• _Material shown_:
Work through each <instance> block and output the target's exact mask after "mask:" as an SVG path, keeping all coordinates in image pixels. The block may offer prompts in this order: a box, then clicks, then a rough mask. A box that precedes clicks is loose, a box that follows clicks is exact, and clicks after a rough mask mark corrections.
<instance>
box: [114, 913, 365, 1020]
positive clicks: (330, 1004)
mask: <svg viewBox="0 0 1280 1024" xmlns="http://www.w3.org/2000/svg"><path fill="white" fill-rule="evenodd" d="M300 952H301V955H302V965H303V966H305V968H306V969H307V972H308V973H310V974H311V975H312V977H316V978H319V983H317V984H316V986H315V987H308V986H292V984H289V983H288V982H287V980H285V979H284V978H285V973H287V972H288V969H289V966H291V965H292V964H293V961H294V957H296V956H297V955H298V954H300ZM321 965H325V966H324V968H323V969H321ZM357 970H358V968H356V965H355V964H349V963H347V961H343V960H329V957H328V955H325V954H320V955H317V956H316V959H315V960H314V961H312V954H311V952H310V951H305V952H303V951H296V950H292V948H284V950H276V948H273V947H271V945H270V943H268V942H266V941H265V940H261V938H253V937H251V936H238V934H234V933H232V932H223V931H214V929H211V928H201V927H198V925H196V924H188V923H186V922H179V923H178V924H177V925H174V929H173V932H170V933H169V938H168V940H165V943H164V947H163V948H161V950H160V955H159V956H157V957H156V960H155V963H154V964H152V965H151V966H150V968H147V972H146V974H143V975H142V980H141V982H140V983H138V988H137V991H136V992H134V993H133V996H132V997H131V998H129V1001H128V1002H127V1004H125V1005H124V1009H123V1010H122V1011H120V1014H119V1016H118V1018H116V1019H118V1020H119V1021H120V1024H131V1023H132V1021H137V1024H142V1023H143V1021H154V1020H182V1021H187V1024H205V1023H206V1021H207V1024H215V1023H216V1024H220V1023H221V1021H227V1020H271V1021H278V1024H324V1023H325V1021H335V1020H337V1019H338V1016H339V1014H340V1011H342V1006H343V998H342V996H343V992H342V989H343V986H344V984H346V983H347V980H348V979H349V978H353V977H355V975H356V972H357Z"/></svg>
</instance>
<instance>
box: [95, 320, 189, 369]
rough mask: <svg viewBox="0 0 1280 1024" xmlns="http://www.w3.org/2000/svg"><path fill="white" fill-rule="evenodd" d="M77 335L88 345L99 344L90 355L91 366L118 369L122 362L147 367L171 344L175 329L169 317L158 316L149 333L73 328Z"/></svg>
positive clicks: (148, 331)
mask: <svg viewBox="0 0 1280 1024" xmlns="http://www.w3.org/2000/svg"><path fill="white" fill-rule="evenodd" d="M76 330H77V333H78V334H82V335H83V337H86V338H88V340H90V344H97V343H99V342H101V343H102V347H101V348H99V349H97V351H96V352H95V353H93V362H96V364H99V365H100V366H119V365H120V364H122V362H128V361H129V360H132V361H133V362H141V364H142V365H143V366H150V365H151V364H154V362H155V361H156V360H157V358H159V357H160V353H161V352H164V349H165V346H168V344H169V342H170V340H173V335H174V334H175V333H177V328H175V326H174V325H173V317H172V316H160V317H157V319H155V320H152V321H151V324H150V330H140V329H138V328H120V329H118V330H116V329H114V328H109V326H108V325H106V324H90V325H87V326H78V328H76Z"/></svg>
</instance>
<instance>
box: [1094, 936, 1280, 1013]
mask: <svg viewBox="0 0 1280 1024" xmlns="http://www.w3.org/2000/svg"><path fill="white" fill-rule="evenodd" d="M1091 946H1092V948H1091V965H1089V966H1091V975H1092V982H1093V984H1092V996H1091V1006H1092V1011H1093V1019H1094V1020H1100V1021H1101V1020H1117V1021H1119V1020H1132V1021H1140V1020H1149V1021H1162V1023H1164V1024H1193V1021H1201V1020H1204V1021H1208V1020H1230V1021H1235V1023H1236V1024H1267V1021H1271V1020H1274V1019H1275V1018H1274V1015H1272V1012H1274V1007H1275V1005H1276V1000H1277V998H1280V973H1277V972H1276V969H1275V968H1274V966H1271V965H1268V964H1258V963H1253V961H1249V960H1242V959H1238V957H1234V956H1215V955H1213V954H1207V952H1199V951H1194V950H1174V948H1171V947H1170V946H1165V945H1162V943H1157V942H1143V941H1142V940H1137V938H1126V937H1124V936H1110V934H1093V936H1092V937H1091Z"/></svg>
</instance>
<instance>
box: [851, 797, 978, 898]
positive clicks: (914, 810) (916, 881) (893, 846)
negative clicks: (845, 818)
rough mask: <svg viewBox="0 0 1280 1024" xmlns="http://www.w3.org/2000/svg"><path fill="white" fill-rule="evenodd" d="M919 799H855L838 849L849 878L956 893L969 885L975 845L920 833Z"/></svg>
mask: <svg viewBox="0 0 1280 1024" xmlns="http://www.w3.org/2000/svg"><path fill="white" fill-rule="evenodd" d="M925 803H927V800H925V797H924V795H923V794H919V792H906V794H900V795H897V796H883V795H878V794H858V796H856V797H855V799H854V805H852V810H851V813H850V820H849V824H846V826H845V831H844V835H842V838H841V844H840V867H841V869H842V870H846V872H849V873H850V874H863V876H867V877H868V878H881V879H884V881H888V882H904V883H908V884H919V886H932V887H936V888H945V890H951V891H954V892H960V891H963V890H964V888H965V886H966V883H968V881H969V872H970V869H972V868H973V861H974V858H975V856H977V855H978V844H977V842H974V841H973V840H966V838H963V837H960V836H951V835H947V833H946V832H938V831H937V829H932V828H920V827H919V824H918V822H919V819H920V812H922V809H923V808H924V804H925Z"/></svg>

• _Task to carry out_:
Reproduce each entry exactly, leaving out nothing.

• _Task response_:
Work through each <instance> block and output the target's exact mask after "mask:" as an SVG path, keeping all coordinates in image pixels. The block may offer prompts in this order: a box, then clicks, then a rough mask. A box that precedes clicks is loose, a box that follows clicks is exact, and clicks after a rough mask mark corrections.
<instance>
box: [114, 913, 365, 1020]
positive clicks: (330, 1004)
mask: <svg viewBox="0 0 1280 1024" xmlns="http://www.w3.org/2000/svg"><path fill="white" fill-rule="evenodd" d="M300 952H301V955H302V965H303V966H305V968H306V969H307V972H308V973H310V974H311V975H312V977H316V978H319V983H317V984H316V986H315V987H308V986H292V984H289V983H288V982H287V980H285V979H284V978H285V973H287V972H288V969H289V966H291V965H292V964H293V961H294V957H296V956H297V955H298V954H300ZM321 965H325V966H324V968H323V969H321ZM357 970H358V968H356V965H355V964H349V963H347V961H343V960H329V957H328V955H325V954H320V955H317V956H316V959H315V960H314V961H312V954H311V952H310V951H305V952H303V951H296V950H292V948H284V950H276V948H273V947H271V945H270V943H268V942H266V941H265V940H261V938H253V937H251V936H238V934H234V933H232V932H223V931H214V929H211V928H201V927H198V925H196V924H188V923H186V922H179V923H178V924H177V925H174V929H173V932H170V933H169V938H168V940H165V943H164V947H163V948H161V950H160V955H159V956H157V957H156V960H155V963H154V964H152V965H151V966H150V968H147V972H146V974H143V975H142V980H141V982H140V983H138V988H137V991H136V992H134V993H133V996H132V997H131V998H129V1001H128V1002H127V1004H125V1005H124V1009H123V1010H122V1011H120V1014H119V1016H118V1018H116V1019H118V1020H119V1021H120V1024H131V1023H132V1021H137V1024H142V1023H143V1021H154V1020H182V1021H187V1024H205V1023H206V1021H207V1024H215V1023H216V1024H220V1023H221V1021H227V1020H271V1021H278V1024H324V1023H325V1021H335V1020H337V1019H338V1016H339V1014H340V1011H342V1006H343V998H342V996H343V992H342V989H343V986H344V984H346V983H347V980H348V979H349V978H353V977H355V975H356V972H357Z"/></svg>
</instance>
<instance>
box: [95, 320, 189, 369]
rough mask: <svg viewBox="0 0 1280 1024" xmlns="http://www.w3.org/2000/svg"><path fill="white" fill-rule="evenodd" d="M77 335L88 345L99 344L90 355L91 366L118 369L122 362L147 367L171 344L175 329L169 317L158 316L149 333L73 328Z"/></svg>
positive clicks: (148, 331)
mask: <svg viewBox="0 0 1280 1024" xmlns="http://www.w3.org/2000/svg"><path fill="white" fill-rule="evenodd" d="M76 330H77V333H78V334H82V335H83V337H86V338H88V340H90V344H97V343H99V342H101V343H102V347H101V348H99V349H97V351H96V352H95V353H93V362H96V364H99V365H100V366H119V365H120V364H122V362H128V361H129V360H132V361H133V362H141V364H142V365H143V366H150V365H151V364H154V362H155V361H156V360H157V358H159V357H160V353H161V352H164V349H165V346H168V344H169V342H170V340H173V335H174V334H175V333H177V328H175V326H174V325H173V317H172V316H160V317H157V319H155V320H152V321H151V324H150V330H140V329H138V328H120V329H118V330H116V329H114V328H109V326H108V325H106V324H90V325H87V326H78V328H76Z"/></svg>
</instance>
<instance>
box: [1094, 936, 1280, 1013]
mask: <svg viewBox="0 0 1280 1024" xmlns="http://www.w3.org/2000/svg"><path fill="white" fill-rule="evenodd" d="M1091 946H1092V948H1091V965H1089V966H1091V975H1092V982H1093V984H1092V996H1091V1006H1092V1011H1093V1019H1094V1020H1100V1021H1101V1020H1117V1021H1119V1020H1132V1021H1140V1020H1149V1021H1162V1023H1164V1024H1193V1021H1201V1020H1204V1021H1208V1020H1230V1021H1235V1023H1236V1024H1267V1021H1271V1020H1274V1019H1275V1018H1274V1015H1272V1012H1274V1007H1275V1005H1276V1000H1277V998H1280V973H1277V972H1276V969H1275V968H1274V966H1271V965H1268V964H1258V963H1253V961H1249V960H1242V959H1238V957H1234V956H1215V955H1213V954H1207V952H1199V951H1194V950H1174V948H1171V947H1170V946H1165V945H1162V943H1157V942H1143V941H1142V940H1137V938H1126V937H1124V936H1110V934H1093V936H1092V937H1091Z"/></svg>
</instance>
<instance>
box: [851, 797, 978, 898]
positive clicks: (914, 810) (916, 881) (893, 846)
negative clicks: (845, 818)
rough mask: <svg viewBox="0 0 1280 1024" xmlns="http://www.w3.org/2000/svg"><path fill="white" fill-rule="evenodd" d="M919 799H855L838 849L849 878L956 893L969 885L975 845L920 833Z"/></svg>
mask: <svg viewBox="0 0 1280 1024" xmlns="http://www.w3.org/2000/svg"><path fill="white" fill-rule="evenodd" d="M925 803H927V800H925V797H924V795H923V794H919V792H906V794H900V795H897V796H883V795H878V794H858V796H856V797H855V799H854V805H852V810H851V813H850V820H849V824H846V826H845V831H844V835H842V838H841V844H840V867H841V869H842V870H846V872H849V873H850V874H863V876H867V877H868V878H881V879H884V881H888V882H904V883H908V884H919V886H932V887H936V888H945V890H951V891H954V892H960V891H963V890H964V888H965V886H966V883H968V881H969V872H970V869H972V868H973V861H974V858H975V856H977V855H978V844H977V842H974V841H973V840H966V838H963V837H960V836H951V835H947V833H946V832H938V831H937V829H932V828H920V827H919V824H918V822H919V819H920V812H922V809H923V808H924V804H925Z"/></svg>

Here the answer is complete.